SHORT EXERCISE:
Rewrite the data from the line containing "Mark the wooden" through the end, changing "innermost point" to "deepest point" and keeping everything else the same.

(Dataset items)
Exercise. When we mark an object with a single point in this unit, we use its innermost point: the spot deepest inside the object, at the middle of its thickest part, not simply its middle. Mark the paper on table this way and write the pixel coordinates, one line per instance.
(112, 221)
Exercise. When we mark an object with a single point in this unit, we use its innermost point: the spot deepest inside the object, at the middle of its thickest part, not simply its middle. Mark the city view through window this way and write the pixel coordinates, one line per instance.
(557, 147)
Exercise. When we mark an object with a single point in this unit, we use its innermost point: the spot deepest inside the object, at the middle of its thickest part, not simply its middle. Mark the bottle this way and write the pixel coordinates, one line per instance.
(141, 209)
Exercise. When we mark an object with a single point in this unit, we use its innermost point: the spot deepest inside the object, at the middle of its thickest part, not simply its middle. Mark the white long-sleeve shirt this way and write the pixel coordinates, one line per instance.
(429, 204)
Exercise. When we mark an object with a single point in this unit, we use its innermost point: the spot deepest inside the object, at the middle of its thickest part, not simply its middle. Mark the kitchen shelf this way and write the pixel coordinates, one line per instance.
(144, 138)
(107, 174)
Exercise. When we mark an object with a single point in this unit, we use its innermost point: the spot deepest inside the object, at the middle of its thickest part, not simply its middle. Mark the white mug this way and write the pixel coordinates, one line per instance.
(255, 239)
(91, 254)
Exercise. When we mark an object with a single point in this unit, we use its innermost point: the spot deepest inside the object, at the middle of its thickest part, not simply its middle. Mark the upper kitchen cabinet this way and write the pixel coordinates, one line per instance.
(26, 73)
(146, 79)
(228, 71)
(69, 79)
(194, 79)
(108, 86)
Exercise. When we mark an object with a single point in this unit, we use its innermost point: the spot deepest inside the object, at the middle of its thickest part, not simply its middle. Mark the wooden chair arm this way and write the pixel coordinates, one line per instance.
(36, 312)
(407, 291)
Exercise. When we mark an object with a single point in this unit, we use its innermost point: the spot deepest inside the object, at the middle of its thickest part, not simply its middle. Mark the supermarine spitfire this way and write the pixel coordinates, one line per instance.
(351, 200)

EXPECTED ANSWER:
Exercise. When we mark an object with a single point in this unit, we use its deepest point: the spot deepest inside the object, at the middle of its thickest part, not simply its middle. Mark the wooden chair arm this way and write the pixel coordinates, one line per instance.
(36, 312)
(407, 291)
Exercise. When we mark an object with a single point in this unit, we use its deepest point: the spot deepest inside the object, at the middle of its thickest part, not simply its middle. Mark the supermarine spitfire this way and write the pixel coordinates, one line per instance.
(351, 200)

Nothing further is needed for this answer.